▸ **TASK OBJECTIVE**
Write out each entry, exactly the way it appears.

Saved entries
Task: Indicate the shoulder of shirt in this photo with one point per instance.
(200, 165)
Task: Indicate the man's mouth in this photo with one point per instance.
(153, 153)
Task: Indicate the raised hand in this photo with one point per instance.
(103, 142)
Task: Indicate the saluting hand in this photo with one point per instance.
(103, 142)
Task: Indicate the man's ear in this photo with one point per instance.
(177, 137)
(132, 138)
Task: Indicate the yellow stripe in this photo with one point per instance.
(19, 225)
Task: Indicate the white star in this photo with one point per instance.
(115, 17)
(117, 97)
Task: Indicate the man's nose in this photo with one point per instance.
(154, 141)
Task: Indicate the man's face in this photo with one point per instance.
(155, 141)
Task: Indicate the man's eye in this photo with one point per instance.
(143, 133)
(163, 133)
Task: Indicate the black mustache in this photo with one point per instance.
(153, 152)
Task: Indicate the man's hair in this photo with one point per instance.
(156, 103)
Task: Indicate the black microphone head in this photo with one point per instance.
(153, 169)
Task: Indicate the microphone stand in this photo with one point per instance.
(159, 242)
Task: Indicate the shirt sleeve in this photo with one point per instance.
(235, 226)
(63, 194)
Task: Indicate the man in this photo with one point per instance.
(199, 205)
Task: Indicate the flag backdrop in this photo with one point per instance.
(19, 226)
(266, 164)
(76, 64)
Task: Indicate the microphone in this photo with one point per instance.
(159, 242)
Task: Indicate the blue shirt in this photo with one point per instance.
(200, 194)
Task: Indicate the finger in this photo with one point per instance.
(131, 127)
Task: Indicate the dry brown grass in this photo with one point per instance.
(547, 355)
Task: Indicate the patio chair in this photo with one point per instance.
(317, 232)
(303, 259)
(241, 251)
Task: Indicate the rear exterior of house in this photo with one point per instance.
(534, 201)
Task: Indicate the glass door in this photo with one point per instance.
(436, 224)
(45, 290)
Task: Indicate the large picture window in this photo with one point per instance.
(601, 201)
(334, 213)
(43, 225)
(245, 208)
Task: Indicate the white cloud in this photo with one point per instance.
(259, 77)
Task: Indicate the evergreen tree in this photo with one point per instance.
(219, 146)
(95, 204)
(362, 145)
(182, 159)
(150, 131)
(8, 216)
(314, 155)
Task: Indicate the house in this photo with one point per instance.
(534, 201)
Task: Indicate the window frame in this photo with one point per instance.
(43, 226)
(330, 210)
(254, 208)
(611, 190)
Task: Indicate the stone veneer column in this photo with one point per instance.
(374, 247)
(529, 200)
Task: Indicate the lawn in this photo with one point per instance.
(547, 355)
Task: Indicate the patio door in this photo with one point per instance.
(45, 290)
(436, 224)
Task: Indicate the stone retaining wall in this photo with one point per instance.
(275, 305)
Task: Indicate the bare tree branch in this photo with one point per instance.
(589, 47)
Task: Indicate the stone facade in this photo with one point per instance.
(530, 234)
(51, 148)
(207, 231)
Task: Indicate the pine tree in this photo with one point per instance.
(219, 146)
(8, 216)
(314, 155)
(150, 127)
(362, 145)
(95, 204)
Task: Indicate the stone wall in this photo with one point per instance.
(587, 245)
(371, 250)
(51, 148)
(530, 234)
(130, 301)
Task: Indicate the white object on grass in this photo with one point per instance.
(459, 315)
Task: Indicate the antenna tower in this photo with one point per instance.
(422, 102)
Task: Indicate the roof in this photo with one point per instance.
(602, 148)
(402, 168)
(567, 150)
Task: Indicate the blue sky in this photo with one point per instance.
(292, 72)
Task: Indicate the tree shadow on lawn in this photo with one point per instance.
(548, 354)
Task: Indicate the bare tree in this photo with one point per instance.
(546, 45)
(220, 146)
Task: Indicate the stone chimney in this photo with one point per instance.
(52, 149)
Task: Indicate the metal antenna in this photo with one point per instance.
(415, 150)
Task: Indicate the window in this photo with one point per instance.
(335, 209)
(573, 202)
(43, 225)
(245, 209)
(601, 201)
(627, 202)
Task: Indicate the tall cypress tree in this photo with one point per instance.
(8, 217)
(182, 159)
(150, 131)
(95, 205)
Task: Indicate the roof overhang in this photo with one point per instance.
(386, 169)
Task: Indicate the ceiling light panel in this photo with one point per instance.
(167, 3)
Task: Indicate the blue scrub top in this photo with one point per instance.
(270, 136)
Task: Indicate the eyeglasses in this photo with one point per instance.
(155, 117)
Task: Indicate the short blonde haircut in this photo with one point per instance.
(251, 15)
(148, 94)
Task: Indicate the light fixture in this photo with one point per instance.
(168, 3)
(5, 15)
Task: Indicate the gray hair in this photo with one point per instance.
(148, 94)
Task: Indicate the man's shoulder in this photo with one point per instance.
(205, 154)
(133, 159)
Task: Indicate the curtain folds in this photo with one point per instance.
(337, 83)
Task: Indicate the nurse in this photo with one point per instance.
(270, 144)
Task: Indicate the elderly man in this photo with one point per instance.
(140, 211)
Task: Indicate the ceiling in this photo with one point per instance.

▸ **FINISHED EXERCISE**
Task: Indicate the shoulder of shirt in this photo with one point per instance.
(200, 165)
Task: Indicate the man's mouth in this photo with one point per instance.
(153, 153)
Task: Indicate the raised hand in this photo with one point per instance.
(103, 142)
Task: Indicate the saluting hand in this photo with one point per instance.
(103, 142)
Task: Indicate the man's ear in this photo with one point per instance.
(177, 137)
(132, 138)
Task: Indicate the yellow stripe in this photo with one point per instance.
(19, 225)
Task: Indicate the white star in this photo with one point per instance.
(115, 17)
(117, 97)
Task: Indicate the man's nose in this photo with one point per instance.
(154, 141)
Task: Indicate the man's face in this photo with one point per instance.
(155, 141)
Task: Indicate the man's eye in this photo with one point per instance.
(143, 133)
(163, 133)
Task: Indicate the black mustache in this photo with one point per instance.
(153, 152)
Task: Indicate the man's hair in this photo with one point per instance.
(156, 103)
Task: Indicate the black microphone head in this photo with one point per instance.
(153, 169)
Task: Indicate the microphone stand in this photo with one point per instance.
(159, 242)
Task: Indicate the shirt sleeve in this photo with one point per instance.
(235, 226)
(63, 194)
Task: Indicate the man in this photo with one point per instance.
(199, 205)
Task: Indicate the flag backdrop in this photo with one point per instance.
(19, 226)
(266, 164)
(76, 64)
Task: Indicate the microphone in this photo with one point per instance.
(159, 242)
Task: Indicate the blue shirt in this photo with one point per instance.
(200, 194)
Task: Indicate the finger in this photo with one point per instance.
(131, 127)
Task: Indicate the dry brown grass in this photo with one point per instance.
(547, 355)
Task: Indicate the patio chair in this photo with one point per instance.
(317, 232)
(303, 259)
(241, 251)
Task: Indicate the rear exterior of house in this photo with one point per instance.
(534, 201)
Task: Indicate the glass door in this photo with one point per instance.
(436, 224)
(45, 290)
Task: Indicate the large picture window in this photo with one point per instance.
(601, 201)
(334, 213)
(43, 225)
(245, 208)
Task: Indicate the white cloud in this photo with one point per instance.
(259, 77)
Task: Indicate the evergreen tree in this photo with one point per instance.
(219, 146)
(95, 204)
(362, 145)
(182, 159)
(150, 131)
(8, 216)
(314, 155)
Task: Indicate the house in this photo with one point per instance.
(534, 201)
Task: Indicate the window frame in this photo with one point per instance.
(43, 226)
(330, 210)
(254, 208)
(611, 190)
Task: Indicate the stone veneer column in this photo with one point per instance.
(374, 247)
(529, 200)
Task: Indicate the lawn in this photo with one point per instance.
(547, 355)
Task: Indicate the patio door in this photo with one point per instance.
(45, 290)
(436, 224)
Task: Indicate the stone retaining wall in this photo with one point per instance.
(275, 305)
Task: Indicate the bare tree branch in this photo with one point per instance.
(589, 47)
Task: Indicate the stone facade in this photo with one point per instance.
(530, 234)
(51, 148)
(207, 231)
Task: Indicate the pine tree in this photo with one point per instance.
(219, 146)
(8, 216)
(314, 155)
(150, 127)
(362, 145)
(95, 204)
Task: Indicate the stone wall in this photo with one point per instance.
(587, 245)
(371, 250)
(51, 148)
(530, 234)
(130, 301)
Task: Indicate the white object on grass in this photo with one point per instance.
(459, 315)
Task: Indicate the antenna tower in this photo with one point per instance.
(422, 102)
Task: Indicate the roof in this photo with one point per instance.
(602, 148)
(402, 168)
(567, 150)
Task: Indicate the blue sky in this photo with one point per instance.
(292, 72)
Task: Indicate the tree shadow on lawn in this photo with one point per instance.
(548, 354)
Task: Indicate the bare tree in this photo with one point per instance.
(546, 45)
(220, 146)
Task: Indicate the stone chimney in this photo with one point per instance.
(52, 149)
Task: Indicate the metal antenna in this photo with one point per instance.
(415, 150)
Task: Indicate the window in this photo with one point per instance.
(335, 209)
(573, 202)
(43, 225)
(245, 209)
(601, 201)
(627, 202)
Task: Indicate the tall cypress tree in this photo with one point per instance.
(8, 217)
(182, 159)
(150, 131)
(95, 205)
Task: Indicate the roof overhang in this photo with one point per instance.
(386, 169)
Task: Indicate the ceiling light panel in this photo with one point per instance.
(167, 3)
Task: Indicate the blue scrub top in this photo with one point per instance.
(270, 136)
Task: Indicate the eyeglasses in this photo with one point per instance.
(155, 117)
Task: Indicate the short blonde haircut in this photo with one point per instance.
(251, 15)
(148, 94)
Task: Indicate the light fixture in this photo with one point per instance.
(168, 3)
(5, 15)
Task: Indicate the gray hair in this photo with one point per instance.
(148, 94)
Task: Indicate the man's shoulder in this photo with one point per instance.
(205, 154)
(133, 159)
Task: Indicate the curtain folds in this photo with one point per instance.
(337, 83)
Task: Indicate the nurse in this photo with one point per instance.
(270, 144)
Task: Indicate the elderly man in this photo with one point per instance.
(140, 211)
Task: Indicate the ceiling in this photo with one point per instance.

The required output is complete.